WORK INSTRUCTIONS >> Repeat every entry in the listing below, exactly.

MATERIAL SUPPLIED >>
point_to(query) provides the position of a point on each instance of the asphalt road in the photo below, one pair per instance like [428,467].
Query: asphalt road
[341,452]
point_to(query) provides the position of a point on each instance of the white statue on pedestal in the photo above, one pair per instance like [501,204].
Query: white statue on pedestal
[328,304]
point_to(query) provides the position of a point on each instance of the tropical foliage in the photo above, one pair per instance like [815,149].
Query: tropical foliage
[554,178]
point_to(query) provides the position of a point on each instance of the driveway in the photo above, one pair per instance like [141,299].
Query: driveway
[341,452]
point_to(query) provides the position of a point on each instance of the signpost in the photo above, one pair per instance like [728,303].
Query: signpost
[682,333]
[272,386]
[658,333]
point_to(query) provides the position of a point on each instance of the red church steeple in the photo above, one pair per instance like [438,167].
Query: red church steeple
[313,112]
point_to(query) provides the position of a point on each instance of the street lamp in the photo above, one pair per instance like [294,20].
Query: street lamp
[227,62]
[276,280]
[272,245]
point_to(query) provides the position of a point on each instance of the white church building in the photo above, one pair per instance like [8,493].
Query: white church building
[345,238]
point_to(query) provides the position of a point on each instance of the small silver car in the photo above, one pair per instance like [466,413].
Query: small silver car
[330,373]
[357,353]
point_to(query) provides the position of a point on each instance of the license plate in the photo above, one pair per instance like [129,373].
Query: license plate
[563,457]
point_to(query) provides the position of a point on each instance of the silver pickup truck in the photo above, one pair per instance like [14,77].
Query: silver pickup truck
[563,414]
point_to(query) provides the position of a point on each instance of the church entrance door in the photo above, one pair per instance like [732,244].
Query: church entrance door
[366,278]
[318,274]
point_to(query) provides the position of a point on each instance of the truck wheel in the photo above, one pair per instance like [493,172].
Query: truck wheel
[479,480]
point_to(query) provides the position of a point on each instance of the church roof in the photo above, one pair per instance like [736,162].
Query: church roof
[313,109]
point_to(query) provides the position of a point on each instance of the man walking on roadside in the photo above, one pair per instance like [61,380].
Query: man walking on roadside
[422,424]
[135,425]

RESULT OF THE TASK >>
point_to(query) provides the position of a point on each instance of the asphalt road in the photo below, one pair per instance like [428,467].
Query: asphalt road
[341,452]
point_to(query) provides the position of a point on each instance of the white statue on pedestal in the photo above, one pair per instance like [501,204].
Query: white statue on pedestal
[328,304]
point_to(query) provides the position of a point on each instance of the tropical foliage in the photo above, one pair per instance like [815,149].
Query: tropical foliage
[554,178]
point_to(query) provides the position of a point on each instance of the driveway in the photo above, one pair per instance like [141,299].
Query: driveway
[341,452]
point_to(query) provides the position of a point on each instance of the signpost in the photo above, one pair per instance like [728,303].
Query: signpost
[682,333]
[272,386]
[658,333]
point_to(query) provides the position of a point on each instance of the red church steeple in the photo above, one pair per instance like [438,167].
Query: red church steeple
[313,112]
point_to(query) provides the position of a point on each instance of the street lamp in the photo above, one pair per instance like [294,20].
Query: street lamp
[227,62]
[276,280]
[272,245]
point_to(query) provides the position of a point on each instance of the white church building in the photo above, one pair per instance like [8,493].
Query: white church building
[345,238]
point_to(query) provides the position of a point on each instance of the small silver car in the photo above, one pair per instance like [466,413].
Query: small silver car
[330,373]
[357,353]
point_to(query) provides the position of a point on each instance of the license plate in the photo above, one pair per instance like [129,373].
Query: license plate
[563,457]
point_to(query) provides the position of a point on each instance of the silver pickup truck in the photo above, one pair per instance like [14,77].
Query: silver pickup truck
[563,414]
point_to(query) provides the position of a point on each instance of the church entrance door in the photo above, one pair per instance like [732,244].
Query: church entrance door
[366,278]
[318,274]
point_to(query) provides the position of a point on each instance of the truck wheel in the photo above, one pair per instance like [493,172].
Query: truck wheel
[479,480]
point_to(query) provides the position of a point on each instance of the church roof in the photo above, one pair per instance like [736,162].
Query: church roof
[313,109]
point_to(query) provides the position of a point on each instance of the man walking on roadside in the photo above, one pair per instance like [61,380].
Query: man walking on roadside
[422,424]
[135,425]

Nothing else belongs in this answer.